**TASK REQUIREMENTS:**
In the entries below, change "simplified polygon" to "reduced polygon" wherever it appears and give all the lines back with nothing else altered. Leave out the pictures.

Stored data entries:
★ ★ ★ ★ ★

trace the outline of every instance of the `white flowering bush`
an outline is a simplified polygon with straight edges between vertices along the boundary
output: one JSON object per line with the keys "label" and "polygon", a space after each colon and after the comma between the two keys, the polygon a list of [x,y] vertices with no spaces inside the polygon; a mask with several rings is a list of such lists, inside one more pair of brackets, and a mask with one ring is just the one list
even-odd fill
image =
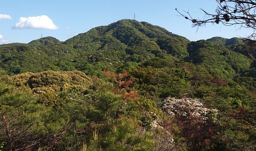
{"label": "white flowering bush", "polygon": [[203,104],[197,100],[191,98],[176,99],[167,97],[164,101],[162,108],[171,116],[211,118],[216,119],[218,110],[203,107]]}

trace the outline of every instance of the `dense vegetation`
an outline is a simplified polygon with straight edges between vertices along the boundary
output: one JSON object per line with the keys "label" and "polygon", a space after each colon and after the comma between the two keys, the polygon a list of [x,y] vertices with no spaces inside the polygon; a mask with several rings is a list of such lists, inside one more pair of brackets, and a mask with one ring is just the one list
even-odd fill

★ ★ ★ ★ ★

**THE RESPONSE:**
trace the outline of every instance of the `white flowering bush`
an outline is a reduced polygon with straight edges between vertices along the boundary
output: one JSON object per line with the keys "label" and "polygon", a space after each colon and after the comma between the two keys, the polygon a list of [x,y] vertices with no spaces inside the polygon; a mask with several rings is a list of such lists, inside one more pair of brackets, and a mask with one ring is just the one list
even-odd fill
image =
{"label": "white flowering bush", "polygon": [[203,104],[197,100],[191,98],[176,99],[167,97],[164,101],[162,108],[171,116],[211,118],[216,119],[218,110],[203,107]]}

trace the outline of every instance of the `dense vegetation`
an outline is a reduced polygon with straight edges between vertices along the boundary
output: one JSON object per line with the keys "label" and "polygon", a space after each colon and after the comma between the two keys, the polygon a list of [x,y] vertices with no spaces inside the polygon; a mask with several rings is a list of such lists, inside one more pair of brackets, and a mask with one ring is just the one list
even-odd fill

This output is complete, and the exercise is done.